# START OF DOCUMENT SECTION

Let’s look at the UML of the strategy pattern first, and then we will look at an example to see how it works. Below is the UML of the strategy pattern:

• The IStrategy interface defines the behaviors supported.                 

• It has the Algorithm method that specifies the behavior.

• The ConcreteStrategy class are classes that implements the behaviors. You will have multiple ConcreteStrategy classes where each class implements a behavior.

• It has the Algorithm method that implements the behavior.

•  The Context class defines the situation to use the behaviors.

• The IComputerPlayer interface defines the behaviors supported.

• It has the MakeMove method, which makes a move for the computer player.

• The EasyComputerPlayer, MediumComputerPlayer, AdvancedComputerPlayer are the different difficulty levels.

• It has the MakeMove method that implements the move the computer makes.

•  The ChessGame class defines the situation to use the computer players.

• It has the computerPlayer variable that holds a IComputerPlayer, which can be any level of difficulties.

The benefit of the strategy pattern is it allows you to choose the behavior of the application at runtime. You only need to define the behaviors as strategy classes, and the client code can simply choose any of the classes to exhibit the behavior.

A comparison between the UML of the strategy pattern and the state pattern shows striking similarities. Both pattern defines the behaviors as the concrete classes, and both pattern defines the context in which the behavior runs under. But there are clear differences. The strategy pattern lets the client code choose the behavior it needs, while the state pattern uses the behavior to switch to other behaviors.  

Below are the implementation code and the output using our chess game example. Notice that you can switch to different level of difficulties, or behavior, at anytime during the course of the chess game:

class Program
{
    static void Main(string[] args)

# END OF DOCUMENT SECTION

* **WHAT YOU WILL DO**
A: Write out the passage on the strategy pattern word for word, starting with "Let’s look at" and going on through "implements a behavior.".
B: Convert the records into a JSON list of strings with one string per line, skipping blank lines. Cover only the stretch from the line with "window pane appear?" through the last line of the records.

# START OF RECORD EXTRACTS

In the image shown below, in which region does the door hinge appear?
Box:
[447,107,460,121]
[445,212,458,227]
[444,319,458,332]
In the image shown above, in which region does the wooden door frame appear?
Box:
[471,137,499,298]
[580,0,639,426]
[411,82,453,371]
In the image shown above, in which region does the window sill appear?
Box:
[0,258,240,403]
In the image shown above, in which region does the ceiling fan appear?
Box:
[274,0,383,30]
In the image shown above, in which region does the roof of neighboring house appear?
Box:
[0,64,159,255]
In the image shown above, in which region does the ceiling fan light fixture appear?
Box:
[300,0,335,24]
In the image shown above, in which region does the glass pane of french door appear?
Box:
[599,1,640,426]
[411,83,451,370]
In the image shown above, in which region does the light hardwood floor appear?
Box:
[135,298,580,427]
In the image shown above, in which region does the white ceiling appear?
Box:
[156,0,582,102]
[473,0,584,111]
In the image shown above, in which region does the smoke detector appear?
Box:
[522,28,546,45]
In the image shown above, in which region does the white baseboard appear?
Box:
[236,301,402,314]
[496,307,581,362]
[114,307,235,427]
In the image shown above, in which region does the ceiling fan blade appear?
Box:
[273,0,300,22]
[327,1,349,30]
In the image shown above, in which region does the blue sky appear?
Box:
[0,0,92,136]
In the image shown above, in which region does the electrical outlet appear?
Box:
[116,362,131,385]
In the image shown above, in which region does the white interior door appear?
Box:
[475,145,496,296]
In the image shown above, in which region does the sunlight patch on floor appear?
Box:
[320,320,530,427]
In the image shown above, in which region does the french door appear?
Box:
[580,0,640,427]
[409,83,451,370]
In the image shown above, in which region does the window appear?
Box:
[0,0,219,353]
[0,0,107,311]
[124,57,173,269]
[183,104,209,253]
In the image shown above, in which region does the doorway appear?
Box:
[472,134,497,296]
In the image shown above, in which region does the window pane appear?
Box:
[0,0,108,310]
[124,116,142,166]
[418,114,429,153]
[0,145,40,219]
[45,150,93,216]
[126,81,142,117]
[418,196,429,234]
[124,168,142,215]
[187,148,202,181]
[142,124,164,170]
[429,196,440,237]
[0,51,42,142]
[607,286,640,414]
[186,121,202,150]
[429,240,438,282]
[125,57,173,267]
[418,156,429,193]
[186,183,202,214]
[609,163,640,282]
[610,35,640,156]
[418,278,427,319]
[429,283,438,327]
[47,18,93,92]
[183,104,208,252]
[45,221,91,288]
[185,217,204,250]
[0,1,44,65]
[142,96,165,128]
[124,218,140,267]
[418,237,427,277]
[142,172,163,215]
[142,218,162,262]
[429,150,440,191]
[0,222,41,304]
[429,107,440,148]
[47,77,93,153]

# END OF RECORD EXTRACTS

* **EXERCISE RESPONSES**
A:
Let’s look at the UML of the strategy pattern first, and then we will look at an example to see how it works. Below is the UML of the strategy pattern:

• The IStrategy interface defines the behaviors supported.                 

• It has the Algorithm method that specifies the behavior.

• The ConcreteStrategy class are classes that implements the behaviors. You will have multiple ConcreteStrategy classes where each class implements a behavior.

B:
[
  "In the image shown above, in which region does the window pane appear?",
  "Box:",
  "[0,0,108,310]",
  "[124,116,142,166]",
  "[418,114,429,153]",
  "[0,145,40,219]",
  "[45,150,93,216]",
  "[126,81,142,117]",
  "[418,196,429,234]",
  "[124,168,142,215]",
  "[187,148,202,181]",
  "[142,124,164,170]",
  "[429,196,440,237]",
  "[0,51,42,142]",
  "[607,286,640,414]",
  "[186,121,202,150]",
  "[429,240,438,282]",
  "[125,57,173,267]",
  "[418,156,429,193]",
  "[186,183,202,214]",
  "[609,163,640,282]",
  "[610,35,640,156]",
  "[418,278,427,319]",
  "[429,283,438,327]",
  "[47,18,93,92]",
  "[183,104,208,252]",
  "[45,221,91,288]",
  "[185,217,204,250]",
  "[0,1,44,65]",
  "[142,96,165,128]",
  "[124,218,140,267]",
  "[418,237,427,277]",
  "[142,172,163,215]",
  "[142,218,162,262]",
  "[429,150,440,191]",
  "[0,222,41,304]",
  "[429,107,440,148]",
  "[47,77,93,153]"
]